▸ AVAILABLE DATA
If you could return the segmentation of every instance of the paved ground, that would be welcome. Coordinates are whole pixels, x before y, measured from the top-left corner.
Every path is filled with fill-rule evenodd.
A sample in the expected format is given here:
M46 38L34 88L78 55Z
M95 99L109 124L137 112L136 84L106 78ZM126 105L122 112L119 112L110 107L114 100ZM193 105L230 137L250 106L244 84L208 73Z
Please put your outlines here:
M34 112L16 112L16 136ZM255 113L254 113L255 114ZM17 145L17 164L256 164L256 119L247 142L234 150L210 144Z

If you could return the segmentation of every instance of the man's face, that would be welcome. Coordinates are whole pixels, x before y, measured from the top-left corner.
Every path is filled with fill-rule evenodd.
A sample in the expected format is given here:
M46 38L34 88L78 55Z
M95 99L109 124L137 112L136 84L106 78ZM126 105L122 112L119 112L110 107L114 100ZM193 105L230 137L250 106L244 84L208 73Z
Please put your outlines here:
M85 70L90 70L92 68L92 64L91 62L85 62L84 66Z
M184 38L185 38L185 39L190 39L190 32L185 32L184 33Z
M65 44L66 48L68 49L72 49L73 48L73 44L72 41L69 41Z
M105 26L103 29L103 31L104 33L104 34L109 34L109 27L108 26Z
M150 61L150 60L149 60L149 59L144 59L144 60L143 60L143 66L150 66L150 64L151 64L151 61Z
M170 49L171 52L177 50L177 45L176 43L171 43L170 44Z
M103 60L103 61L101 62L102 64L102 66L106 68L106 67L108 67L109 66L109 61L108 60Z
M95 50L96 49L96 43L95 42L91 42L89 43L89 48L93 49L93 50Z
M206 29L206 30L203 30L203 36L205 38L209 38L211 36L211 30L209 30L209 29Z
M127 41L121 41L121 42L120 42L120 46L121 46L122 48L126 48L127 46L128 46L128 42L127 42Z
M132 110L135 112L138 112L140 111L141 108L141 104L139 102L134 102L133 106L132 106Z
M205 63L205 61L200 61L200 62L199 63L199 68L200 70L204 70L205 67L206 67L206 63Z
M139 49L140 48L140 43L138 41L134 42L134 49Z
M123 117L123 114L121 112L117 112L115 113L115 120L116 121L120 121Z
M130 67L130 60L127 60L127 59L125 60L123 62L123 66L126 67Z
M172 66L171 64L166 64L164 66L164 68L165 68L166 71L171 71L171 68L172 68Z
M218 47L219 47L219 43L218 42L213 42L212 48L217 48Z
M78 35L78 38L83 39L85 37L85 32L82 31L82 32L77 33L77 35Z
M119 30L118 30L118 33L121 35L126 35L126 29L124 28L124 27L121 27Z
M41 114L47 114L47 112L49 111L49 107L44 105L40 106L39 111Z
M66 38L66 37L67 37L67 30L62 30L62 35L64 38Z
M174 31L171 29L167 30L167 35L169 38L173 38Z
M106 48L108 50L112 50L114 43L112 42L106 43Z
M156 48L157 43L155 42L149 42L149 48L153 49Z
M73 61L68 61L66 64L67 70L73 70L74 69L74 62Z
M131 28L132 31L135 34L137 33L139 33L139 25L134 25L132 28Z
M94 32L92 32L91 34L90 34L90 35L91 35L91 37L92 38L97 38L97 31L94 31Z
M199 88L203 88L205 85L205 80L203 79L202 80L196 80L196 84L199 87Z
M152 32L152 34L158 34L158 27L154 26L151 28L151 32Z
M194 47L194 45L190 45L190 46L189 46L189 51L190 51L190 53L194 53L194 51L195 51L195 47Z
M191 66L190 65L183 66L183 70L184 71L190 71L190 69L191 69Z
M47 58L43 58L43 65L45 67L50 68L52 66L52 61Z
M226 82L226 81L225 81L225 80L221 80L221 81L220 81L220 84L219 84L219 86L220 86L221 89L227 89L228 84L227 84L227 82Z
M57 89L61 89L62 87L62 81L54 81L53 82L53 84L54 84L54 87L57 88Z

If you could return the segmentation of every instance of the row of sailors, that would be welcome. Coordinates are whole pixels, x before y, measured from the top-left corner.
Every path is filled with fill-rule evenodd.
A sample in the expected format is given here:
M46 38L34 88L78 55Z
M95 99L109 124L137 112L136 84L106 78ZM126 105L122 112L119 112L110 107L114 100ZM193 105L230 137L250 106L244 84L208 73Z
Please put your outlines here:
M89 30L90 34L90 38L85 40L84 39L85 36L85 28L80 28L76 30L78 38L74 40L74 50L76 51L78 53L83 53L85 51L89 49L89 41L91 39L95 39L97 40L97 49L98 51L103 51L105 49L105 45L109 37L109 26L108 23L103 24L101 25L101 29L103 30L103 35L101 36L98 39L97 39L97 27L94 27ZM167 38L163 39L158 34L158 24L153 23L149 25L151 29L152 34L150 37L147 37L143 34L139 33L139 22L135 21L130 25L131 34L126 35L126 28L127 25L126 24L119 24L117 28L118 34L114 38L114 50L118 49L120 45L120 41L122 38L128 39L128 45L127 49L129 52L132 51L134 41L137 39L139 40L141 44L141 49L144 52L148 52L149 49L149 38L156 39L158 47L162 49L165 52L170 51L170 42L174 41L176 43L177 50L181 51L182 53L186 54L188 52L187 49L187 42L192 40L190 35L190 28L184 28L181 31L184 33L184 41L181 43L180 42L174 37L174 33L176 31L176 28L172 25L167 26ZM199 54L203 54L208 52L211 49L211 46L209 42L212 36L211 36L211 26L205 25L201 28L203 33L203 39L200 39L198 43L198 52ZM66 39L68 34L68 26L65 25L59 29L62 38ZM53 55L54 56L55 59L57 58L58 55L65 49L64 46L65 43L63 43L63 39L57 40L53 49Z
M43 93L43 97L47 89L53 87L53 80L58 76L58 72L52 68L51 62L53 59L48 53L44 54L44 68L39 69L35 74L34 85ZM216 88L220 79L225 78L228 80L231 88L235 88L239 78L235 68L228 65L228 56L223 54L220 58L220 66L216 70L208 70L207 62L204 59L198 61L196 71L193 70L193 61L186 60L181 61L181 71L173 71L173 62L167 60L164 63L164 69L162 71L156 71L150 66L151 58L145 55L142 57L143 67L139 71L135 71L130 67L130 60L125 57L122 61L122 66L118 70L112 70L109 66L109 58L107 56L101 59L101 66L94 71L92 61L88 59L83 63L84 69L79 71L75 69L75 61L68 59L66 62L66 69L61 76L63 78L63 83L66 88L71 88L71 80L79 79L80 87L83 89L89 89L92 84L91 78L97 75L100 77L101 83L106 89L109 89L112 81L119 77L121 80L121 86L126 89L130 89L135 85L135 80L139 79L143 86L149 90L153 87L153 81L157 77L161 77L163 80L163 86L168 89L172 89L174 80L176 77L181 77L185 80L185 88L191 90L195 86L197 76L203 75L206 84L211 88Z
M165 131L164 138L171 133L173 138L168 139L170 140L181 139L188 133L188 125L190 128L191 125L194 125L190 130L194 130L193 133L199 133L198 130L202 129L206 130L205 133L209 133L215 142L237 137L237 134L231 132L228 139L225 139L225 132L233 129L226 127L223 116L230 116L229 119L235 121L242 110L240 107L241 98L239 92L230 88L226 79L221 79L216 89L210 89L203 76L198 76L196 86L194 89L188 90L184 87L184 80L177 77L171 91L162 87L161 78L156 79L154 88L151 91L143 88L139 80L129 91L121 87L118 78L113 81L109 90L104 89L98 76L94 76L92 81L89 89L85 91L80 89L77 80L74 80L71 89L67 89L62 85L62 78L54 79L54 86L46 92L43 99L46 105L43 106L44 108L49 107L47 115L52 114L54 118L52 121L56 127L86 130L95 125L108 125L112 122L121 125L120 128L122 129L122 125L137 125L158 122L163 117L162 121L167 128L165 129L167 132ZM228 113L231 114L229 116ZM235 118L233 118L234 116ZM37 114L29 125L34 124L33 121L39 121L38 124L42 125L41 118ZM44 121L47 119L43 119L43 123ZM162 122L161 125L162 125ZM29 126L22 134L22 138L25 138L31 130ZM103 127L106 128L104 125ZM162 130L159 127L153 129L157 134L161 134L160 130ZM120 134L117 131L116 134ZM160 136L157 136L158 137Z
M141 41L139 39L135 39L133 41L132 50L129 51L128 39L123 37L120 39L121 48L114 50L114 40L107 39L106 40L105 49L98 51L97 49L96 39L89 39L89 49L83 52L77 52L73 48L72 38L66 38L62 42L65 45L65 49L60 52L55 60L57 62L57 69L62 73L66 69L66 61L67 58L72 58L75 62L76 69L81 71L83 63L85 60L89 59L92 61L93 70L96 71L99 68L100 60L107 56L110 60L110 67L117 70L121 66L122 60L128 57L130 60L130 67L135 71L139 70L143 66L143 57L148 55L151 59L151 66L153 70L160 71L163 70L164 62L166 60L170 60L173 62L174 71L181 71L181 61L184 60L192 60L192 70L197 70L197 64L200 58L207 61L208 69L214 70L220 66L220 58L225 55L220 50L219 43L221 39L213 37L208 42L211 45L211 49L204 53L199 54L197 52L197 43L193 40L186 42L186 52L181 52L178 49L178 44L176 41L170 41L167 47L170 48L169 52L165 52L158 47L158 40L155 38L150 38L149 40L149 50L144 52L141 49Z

▸ WRITTEN INSTRUCTION
Return each line of the data above that contains the string "before", copied unchanged and in its original order.

▸ ANSWER TO THIS EXERCISE
If you could return the segmentation of every instance of the paved ground, that would be welcome. Coordinates are whole pixels, x before y, measured from the top-left corner.
If you could return the segmentation of every instance of the man's face, that would be welcome. Coordinates are whole pixels, x before y, measured from the top-left corner.
If you could return the segmentation of every instance of the row of sailors, that would be welcome. Coordinates are whole pixels, x before y, measured from the top-left corner.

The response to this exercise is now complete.